> _REQUIRED WORK_: Return the lines of the listing below verbatim, from its first line through the line containing "Target: brick paved pavement", with both of those lines included and nothing else.

#### RECORDS PROVIDED ####

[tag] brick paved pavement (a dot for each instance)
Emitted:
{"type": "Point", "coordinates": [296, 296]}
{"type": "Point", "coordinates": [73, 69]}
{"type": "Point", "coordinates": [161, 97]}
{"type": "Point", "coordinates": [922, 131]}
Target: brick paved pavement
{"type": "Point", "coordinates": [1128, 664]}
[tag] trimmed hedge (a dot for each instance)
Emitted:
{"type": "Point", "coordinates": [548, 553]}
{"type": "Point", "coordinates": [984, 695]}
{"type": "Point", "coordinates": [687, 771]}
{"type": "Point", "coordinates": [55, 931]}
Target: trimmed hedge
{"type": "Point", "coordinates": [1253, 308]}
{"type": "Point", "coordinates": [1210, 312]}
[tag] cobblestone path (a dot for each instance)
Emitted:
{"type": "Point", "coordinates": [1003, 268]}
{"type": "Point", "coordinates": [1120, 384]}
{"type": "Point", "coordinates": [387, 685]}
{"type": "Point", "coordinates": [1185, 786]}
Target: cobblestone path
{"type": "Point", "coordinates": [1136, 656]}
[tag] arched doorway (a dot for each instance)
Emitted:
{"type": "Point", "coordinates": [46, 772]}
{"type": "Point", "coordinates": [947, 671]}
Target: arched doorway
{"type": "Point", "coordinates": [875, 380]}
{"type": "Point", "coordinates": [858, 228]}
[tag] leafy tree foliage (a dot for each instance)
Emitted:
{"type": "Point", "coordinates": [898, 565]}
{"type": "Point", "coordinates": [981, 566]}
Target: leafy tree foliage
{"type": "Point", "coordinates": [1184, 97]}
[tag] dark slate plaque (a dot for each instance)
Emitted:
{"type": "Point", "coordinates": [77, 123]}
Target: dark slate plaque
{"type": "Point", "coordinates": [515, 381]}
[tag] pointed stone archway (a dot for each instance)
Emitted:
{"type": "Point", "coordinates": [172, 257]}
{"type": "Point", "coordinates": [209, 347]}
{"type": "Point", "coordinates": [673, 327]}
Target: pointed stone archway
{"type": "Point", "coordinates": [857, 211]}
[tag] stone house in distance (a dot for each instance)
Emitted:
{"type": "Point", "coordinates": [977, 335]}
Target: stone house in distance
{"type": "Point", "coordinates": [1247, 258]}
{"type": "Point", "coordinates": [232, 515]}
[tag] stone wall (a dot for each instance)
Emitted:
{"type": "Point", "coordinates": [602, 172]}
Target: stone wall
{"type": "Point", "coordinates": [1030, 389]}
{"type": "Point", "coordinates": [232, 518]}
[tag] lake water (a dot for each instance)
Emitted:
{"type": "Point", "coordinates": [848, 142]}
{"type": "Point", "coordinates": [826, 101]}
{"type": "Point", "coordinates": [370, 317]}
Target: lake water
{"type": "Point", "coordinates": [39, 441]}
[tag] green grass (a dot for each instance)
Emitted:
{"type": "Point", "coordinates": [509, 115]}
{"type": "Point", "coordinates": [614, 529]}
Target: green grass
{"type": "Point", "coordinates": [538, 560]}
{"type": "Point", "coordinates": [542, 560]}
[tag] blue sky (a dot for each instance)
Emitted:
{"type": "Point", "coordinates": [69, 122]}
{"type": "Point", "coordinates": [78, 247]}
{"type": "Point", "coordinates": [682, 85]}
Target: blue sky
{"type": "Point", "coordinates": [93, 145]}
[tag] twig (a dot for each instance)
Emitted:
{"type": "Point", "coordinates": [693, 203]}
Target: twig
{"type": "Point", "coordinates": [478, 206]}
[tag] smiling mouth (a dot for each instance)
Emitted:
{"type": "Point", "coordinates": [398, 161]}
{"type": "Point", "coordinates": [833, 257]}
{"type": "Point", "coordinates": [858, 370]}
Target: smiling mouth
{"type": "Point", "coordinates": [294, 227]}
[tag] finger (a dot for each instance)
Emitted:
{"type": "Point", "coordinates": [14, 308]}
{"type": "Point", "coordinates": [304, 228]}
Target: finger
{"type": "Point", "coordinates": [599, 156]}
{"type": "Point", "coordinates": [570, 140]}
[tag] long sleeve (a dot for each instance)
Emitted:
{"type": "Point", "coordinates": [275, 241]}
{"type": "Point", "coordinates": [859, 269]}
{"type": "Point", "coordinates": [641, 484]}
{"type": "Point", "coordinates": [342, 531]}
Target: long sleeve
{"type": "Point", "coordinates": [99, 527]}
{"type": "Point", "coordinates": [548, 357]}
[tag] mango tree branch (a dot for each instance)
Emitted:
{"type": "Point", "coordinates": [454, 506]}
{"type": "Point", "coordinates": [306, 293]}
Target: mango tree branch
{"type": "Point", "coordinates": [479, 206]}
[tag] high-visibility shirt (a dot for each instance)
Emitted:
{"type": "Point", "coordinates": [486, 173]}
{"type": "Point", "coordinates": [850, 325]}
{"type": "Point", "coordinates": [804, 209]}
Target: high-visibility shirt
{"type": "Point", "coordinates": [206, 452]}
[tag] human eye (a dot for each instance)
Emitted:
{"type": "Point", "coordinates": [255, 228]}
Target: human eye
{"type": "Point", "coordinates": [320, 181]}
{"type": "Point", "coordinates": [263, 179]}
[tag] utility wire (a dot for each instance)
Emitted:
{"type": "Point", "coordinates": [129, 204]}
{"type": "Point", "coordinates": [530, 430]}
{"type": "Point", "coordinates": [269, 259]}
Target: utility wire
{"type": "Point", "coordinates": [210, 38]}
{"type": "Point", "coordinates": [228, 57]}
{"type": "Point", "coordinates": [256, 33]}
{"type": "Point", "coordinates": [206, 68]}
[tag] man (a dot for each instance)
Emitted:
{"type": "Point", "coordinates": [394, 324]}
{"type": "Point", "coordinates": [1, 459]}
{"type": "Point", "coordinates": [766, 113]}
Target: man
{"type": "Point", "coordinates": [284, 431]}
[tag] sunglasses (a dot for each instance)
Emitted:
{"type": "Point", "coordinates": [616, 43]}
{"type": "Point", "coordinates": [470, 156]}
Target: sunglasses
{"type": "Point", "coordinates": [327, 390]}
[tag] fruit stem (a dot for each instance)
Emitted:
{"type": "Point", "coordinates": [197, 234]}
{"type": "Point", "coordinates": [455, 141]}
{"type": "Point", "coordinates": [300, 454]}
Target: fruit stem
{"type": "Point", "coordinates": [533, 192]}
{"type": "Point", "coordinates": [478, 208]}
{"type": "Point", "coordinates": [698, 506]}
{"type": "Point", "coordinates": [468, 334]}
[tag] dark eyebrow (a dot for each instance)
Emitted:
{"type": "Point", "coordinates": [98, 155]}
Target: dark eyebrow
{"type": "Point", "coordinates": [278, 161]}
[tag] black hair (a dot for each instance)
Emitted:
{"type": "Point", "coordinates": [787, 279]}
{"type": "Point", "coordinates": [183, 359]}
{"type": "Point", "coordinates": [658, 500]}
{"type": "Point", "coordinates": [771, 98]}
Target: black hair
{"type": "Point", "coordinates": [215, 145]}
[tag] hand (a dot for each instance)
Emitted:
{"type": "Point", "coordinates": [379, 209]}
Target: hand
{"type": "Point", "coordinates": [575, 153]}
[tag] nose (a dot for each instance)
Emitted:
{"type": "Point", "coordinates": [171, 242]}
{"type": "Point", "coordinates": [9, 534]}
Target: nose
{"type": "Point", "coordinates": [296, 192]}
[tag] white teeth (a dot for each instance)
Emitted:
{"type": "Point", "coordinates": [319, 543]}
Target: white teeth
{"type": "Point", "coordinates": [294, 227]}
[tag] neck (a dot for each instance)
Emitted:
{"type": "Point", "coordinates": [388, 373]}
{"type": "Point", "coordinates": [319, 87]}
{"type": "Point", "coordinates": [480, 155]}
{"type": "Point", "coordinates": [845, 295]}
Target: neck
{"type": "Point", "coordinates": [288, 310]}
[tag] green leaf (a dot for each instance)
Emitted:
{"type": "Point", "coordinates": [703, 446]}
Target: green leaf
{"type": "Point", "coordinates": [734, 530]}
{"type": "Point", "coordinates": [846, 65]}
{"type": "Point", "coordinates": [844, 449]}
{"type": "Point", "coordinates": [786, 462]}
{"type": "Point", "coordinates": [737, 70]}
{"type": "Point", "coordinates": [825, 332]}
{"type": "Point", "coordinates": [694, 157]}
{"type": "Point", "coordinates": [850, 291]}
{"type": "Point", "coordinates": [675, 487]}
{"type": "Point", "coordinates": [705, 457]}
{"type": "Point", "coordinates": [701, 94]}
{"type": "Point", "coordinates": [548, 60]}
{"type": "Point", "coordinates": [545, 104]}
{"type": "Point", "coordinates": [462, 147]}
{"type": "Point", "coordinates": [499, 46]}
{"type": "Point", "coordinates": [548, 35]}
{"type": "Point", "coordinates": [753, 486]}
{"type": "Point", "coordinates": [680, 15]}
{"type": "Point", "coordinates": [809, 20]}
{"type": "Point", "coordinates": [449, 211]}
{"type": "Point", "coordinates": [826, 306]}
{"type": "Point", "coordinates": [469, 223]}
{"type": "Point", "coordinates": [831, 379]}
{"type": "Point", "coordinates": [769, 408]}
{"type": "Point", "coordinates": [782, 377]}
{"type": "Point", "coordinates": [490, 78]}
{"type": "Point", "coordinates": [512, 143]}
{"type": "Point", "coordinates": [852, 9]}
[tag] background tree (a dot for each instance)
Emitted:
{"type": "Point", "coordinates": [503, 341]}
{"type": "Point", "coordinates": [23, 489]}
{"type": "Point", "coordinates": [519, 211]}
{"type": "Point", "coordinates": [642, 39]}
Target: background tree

####

> _THE COMPLETED TASK_:
[tag] brick paved pavement (a dot for each instance)
Emitted:
{"type": "Point", "coordinates": [296, 296]}
{"type": "Point", "coordinates": [73, 69]}
{"type": "Point", "coordinates": [161, 97]}
{"type": "Point", "coordinates": [922, 131]}
Target: brick paved pavement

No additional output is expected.